WHAT IS BEING ASKED » Turn the lines into a JSON list of strings, one string per line, leaving out blank lines. Begin at the line that contains "Pick out the white wall" and continue through the end of the records.

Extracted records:
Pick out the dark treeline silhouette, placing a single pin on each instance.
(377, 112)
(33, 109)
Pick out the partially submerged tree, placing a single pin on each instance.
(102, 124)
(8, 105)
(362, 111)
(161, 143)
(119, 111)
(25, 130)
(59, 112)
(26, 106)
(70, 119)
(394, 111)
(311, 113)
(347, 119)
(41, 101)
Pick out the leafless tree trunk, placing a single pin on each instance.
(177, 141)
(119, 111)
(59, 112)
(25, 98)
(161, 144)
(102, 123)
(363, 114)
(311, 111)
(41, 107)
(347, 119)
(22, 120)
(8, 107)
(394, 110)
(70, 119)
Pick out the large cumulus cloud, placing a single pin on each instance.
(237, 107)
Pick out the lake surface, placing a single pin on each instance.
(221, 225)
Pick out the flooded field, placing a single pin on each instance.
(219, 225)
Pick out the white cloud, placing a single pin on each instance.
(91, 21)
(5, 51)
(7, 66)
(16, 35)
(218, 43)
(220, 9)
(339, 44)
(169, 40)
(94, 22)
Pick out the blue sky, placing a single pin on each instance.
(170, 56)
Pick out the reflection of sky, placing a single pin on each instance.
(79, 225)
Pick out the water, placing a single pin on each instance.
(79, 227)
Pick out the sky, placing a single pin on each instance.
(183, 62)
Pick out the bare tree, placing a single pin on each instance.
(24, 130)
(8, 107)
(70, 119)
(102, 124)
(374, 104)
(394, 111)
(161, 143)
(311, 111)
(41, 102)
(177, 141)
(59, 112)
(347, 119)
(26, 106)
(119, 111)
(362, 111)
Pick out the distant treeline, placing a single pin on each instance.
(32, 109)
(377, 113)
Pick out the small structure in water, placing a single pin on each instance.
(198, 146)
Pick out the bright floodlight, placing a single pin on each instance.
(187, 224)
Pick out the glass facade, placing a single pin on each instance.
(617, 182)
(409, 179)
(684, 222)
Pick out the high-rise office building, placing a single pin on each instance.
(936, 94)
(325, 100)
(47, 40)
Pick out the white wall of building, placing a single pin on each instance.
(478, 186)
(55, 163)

RESPONSE »
[
  "Pick out the white wall of building, placing a single pin on each instance.",
  "(478, 186)",
  "(55, 163)"
]